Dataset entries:
———

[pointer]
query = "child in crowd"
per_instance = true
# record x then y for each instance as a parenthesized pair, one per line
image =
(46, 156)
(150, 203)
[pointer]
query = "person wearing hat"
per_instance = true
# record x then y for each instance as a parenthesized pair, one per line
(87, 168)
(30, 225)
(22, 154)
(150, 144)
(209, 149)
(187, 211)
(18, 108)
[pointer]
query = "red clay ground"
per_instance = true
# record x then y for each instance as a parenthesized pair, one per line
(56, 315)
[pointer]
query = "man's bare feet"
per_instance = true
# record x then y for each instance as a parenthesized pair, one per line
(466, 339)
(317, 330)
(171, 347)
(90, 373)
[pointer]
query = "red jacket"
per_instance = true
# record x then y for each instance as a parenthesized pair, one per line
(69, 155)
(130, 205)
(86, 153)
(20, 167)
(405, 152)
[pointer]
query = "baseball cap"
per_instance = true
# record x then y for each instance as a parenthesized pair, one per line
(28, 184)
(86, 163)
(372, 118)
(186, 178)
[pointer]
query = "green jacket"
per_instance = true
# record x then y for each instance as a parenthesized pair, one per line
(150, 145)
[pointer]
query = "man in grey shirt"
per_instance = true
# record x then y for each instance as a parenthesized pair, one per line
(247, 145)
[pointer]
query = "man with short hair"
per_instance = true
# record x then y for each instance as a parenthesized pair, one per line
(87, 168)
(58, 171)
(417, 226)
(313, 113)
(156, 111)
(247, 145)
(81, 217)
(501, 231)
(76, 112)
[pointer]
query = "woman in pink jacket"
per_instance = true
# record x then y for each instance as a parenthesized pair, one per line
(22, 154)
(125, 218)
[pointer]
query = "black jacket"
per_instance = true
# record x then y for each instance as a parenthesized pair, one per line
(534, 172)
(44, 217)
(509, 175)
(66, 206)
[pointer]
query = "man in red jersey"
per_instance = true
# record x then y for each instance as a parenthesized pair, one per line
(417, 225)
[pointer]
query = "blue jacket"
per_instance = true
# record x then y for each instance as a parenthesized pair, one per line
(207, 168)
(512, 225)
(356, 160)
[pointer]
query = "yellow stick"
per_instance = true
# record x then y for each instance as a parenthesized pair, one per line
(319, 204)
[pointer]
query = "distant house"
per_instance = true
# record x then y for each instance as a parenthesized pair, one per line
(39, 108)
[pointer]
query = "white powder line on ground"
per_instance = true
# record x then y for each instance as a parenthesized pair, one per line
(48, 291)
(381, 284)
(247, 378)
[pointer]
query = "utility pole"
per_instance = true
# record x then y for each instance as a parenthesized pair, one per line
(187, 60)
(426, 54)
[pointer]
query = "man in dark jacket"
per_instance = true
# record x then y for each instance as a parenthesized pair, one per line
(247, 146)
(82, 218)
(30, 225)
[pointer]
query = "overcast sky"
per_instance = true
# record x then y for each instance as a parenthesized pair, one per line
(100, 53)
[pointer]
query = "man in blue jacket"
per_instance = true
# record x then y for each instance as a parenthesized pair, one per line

———

INSTRUCTIONS TO FOLLOW: Word for word, reproduce every line of the data.

RESPONSE TO THIS EXERCISE:
[pointer]
query = "child in crowd"
per_instance = true
# record x then y for each instance as a parenthesized pair, one per line
image =
(46, 156)
(150, 203)
[pointer]
query = "person wearing hat"
per_instance = true
# record x then y for each instance as a parenthesized pair, one per line
(87, 168)
(30, 225)
(22, 154)
(150, 144)
(209, 149)
(187, 211)
(18, 108)
[pointer]
query = "red clay ground"
per_instance = true
# record x then y for each instance as a parenthesized pair, one per line
(56, 315)
[pointer]
query = "man's bare feet"
per_instance = true
# record x then y for each instance as a parenthesized pair, one per line
(466, 339)
(317, 330)
(171, 347)
(90, 373)
[pointer]
query = "red jacket"
per_instance = true
# record x then y for each instance as a parenthesized pair, one per line
(69, 155)
(130, 205)
(86, 153)
(20, 167)
(405, 152)
[pointer]
query = "baseball cap"
per_instance = true
# record x then y for each instance as a parenthesized pair, one per line
(28, 184)
(86, 163)
(372, 118)
(186, 178)
[pointer]
query = "green jacket"
per_instance = true
# record x then y for each instance as a parenthesized pair, one per line
(150, 145)
[pointer]
query = "man in grey shirt"
per_instance = true
# record x then y for each instance as a parenthesized pair, one per line
(247, 145)
[pointer]
query = "man with short hair"
per_instance = true
# record x then y for each instance as a parenthesized pair, one per line
(87, 168)
(58, 171)
(417, 226)
(313, 113)
(156, 111)
(247, 145)
(81, 217)
(501, 231)
(76, 112)
[pointer]
query = "woman in pink jacket"
per_instance = true
# record x then y for each instance as a parenthesized pair, one per line
(22, 154)
(125, 218)
[pointer]
query = "black jacket"
per_instance = true
# record x then y for each instance as a parenthesized pair, one per line
(534, 172)
(44, 217)
(509, 175)
(66, 206)
[pointer]
query = "man in red jersey"
per_instance = true
# record x then y for each instance as a parenthesized pair, one per line
(417, 225)
[pointer]
query = "blue jacket"
per_instance = true
# record x then y for each instance as a parenthesized pair, one per line
(207, 168)
(512, 225)
(356, 160)
[pointer]
query = "yellow stick"
per_instance = true
# record x then y for each instance as a parenthesized pair, one per line
(319, 204)
[pointer]
query = "distant house"
per_instance = true
# record x then y for each instance as a parenthesized pair, one per line
(39, 108)
[pointer]
query = "white powder line on ground"
per_instance = true
# record x then y for each instance as a parenthesized pair, one per line
(48, 291)
(381, 284)
(247, 378)
[pointer]
query = "utility pole"
per_instance = true
# record x then y for each instance as a parenthesized pair, one per line
(187, 60)
(426, 54)
[pointer]
query = "man in dark jacket"
per_instance = true
# record x then y for each instance as a parenthesized pair, one per line
(247, 146)
(82, 218)
(30, 225)
[pointer]
query = "overcast sky"
per_instance = true
# record x then y for each instance as a parenthesized pair, one per line
(100, 53)
[pointer]
query = "man in blue jacket"
per_instance = true
# record x then y for each instance as a parenthesized pair, one per line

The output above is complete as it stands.